Set down the records again, keeping each line exactly as it is.

» Recorded data
==*==

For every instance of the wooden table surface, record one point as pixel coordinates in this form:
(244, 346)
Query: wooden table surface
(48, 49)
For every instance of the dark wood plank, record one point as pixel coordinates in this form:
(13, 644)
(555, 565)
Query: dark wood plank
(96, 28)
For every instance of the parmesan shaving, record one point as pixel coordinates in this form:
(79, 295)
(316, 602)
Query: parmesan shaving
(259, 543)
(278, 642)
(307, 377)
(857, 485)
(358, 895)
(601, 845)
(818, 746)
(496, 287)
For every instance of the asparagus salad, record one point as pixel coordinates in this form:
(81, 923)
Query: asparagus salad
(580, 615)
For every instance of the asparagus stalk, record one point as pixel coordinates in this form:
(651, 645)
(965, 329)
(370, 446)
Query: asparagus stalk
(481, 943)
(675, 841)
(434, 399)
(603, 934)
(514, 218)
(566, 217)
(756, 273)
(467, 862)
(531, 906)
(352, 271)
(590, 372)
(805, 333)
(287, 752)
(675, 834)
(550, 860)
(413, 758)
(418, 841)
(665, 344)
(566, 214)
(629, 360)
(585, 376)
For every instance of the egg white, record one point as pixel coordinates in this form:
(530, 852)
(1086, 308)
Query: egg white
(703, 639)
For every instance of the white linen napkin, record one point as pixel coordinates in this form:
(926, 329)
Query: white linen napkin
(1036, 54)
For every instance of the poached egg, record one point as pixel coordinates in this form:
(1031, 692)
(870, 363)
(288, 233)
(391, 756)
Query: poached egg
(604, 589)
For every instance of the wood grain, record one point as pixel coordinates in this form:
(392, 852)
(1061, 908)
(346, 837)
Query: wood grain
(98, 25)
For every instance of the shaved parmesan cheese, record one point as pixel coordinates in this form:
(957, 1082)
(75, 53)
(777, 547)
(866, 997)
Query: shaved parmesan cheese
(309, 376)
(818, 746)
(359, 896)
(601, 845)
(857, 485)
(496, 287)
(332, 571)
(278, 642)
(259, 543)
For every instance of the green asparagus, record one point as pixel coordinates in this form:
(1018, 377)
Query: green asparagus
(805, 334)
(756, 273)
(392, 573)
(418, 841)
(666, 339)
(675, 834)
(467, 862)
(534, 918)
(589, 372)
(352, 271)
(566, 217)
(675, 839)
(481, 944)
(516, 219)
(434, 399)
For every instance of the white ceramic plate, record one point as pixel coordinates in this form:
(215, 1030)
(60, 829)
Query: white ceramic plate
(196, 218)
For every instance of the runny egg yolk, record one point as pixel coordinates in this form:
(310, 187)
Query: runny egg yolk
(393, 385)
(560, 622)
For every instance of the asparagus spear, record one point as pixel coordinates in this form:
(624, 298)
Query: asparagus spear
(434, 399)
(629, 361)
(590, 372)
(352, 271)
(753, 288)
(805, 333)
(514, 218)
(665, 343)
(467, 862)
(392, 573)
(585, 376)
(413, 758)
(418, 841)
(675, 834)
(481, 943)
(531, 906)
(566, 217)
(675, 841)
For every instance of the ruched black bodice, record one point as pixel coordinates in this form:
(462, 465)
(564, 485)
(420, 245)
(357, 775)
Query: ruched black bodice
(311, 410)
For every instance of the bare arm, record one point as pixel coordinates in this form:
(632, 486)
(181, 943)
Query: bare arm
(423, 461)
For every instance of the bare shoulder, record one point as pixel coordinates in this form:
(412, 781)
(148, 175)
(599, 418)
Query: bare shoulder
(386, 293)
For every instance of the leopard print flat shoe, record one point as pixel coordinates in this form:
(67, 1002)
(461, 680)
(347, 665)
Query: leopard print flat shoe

==*==

» Expected output
For every instance of the wooden table surface, record one point as pixel coordinates in this form:
(244, 346)
Query: wooden table surface
(48, 49)
For every instance of the dark wood plank, record one point as pixel coordinates in this form:
(13, 644)
(555, 565)
Query: dark wood plank
(96, 28)
For every instance of the parmesan shaving, record one point as pixel coordinates in this form:
(79, 295)
(316, 602)
Query: parmesan shaving
(259, 543)
(278, 642)
(307, 377)
(857, 485)
(358, 895)
(601, 845)
(818, 746)
(496, 287)
For every instance of the asparagus salad, record one point as pixel coordinates in this form:
(81, 923)
Query: asparagus salad
(580, 615)
For every instance of the asparagus stalk, record one point as pixel coordinates in this form:
(651, 645)
(965, 329)
(370, 446)
Query: asparagus stalk
(481, 943)
(675, 841)
(434, 399)
(603, 934)
(514, 218)
(566, 217)
(756, 273)
(467, 862)
(531, 906)
(352, 271)
(590, 372)
(805, 333)
(287, 752)
(675, 834)
(550, 860)
(413, 758)
(418, 841)
(665, 344)
(566, 214)
(629, 360)
(585, 376)
For every instance of the egg white, record one point as pixel coordinates in this form:
(530, 852)
(1086, 308)
Query: egg white
(703, 639)
For every instance of the white linen napkin, record one point as pixel coordinates in this form:
(926, 329)
Query: white linen napkin
(1036, 54)
For every instance of the poached egg, record one point as pixel coordinates in this form:
(1031, 692)
(870, 363)
(288, 233)
(391, 756)
Query: poached egg
(604, 589)
For every instance of the wood grain, record one point as pixel coordinates in this form:
(392, 852)
(1061, 908)
(346, 837)
Query: wood grain
(98, 25)
For every instance of the shaved parmesan cheese, record one point as pixel coordinates in this form:
(957, 1082)
(75, 53)
(777, 547)
(866, 997)
Query: shaved parmesan cheese
(309, 376)
(818, 746)
(359, 896)
(601, 845)
(857, 485)
(496, 287)
(332, 571)
(278, 642)
(259, 543)
For every instance of the green asparagus, record one point as pixel coordinates in this form:
(1018, 377)
Query: green asparagus
(805, 334)
(756, 273)
(392, 573)
(418, 841)
(666, 339)
(675, 834)
(467, 862)
(534, 918)
(589, 372)
(352, 271)
(566, 217)
(675, 839)
(481, 944)
(516, 219)
(434, 399)
For every instance of the white ceramic plate, record one point as pixel coordinates in this form:
(215, 1030)
(60, 829)
Query: white ceramic plate
(196, 218)
For every instance of the runny egg yolk, record one point as pixel coordinates in this form:
(310, 187)
Query: runny egg yolk
(393, 385)
(560, 622)
For every instance of the asparagus spear, record one point as pixel coordinates in this form:
(624, 298)
Query: asparagus spear
(434, 399)
(629, 361)
(590, 372)
(352, 271)
(753, 288)
(805, 333)
(514, 218)
(665, 343)
(467, 862)
(392, 573)
(585, 376)
(413, 758)
(418, 841)
(675, 834)
(481, 943)
(531, 906)
(566, 217)
(675, 841)
For every instance of the ruched black bodice, record one point as pixel coordinates in this form:
(462, 465)
(564, 485)
(420, 245)
(357, 775)
Query: ruched black bodice
(311, 410)
For every instance of the bare arm, record one point as pixel coordinates in this form:
(632, 486)
(181, 943)
Query: bare arm
(423, 461)
For every instance of the bare shoulder, record one point as pixel coordinates in this form:
(412, 781)
(148, 175)
(599, 418)
Query: bare shoulder
(386, 293)
For every instance of the leopard print flat shoe, record one point as pixel coordinates in this form:
(67, 1002)
(461, 680)
(347, 665)
Query: leopard print flat shoe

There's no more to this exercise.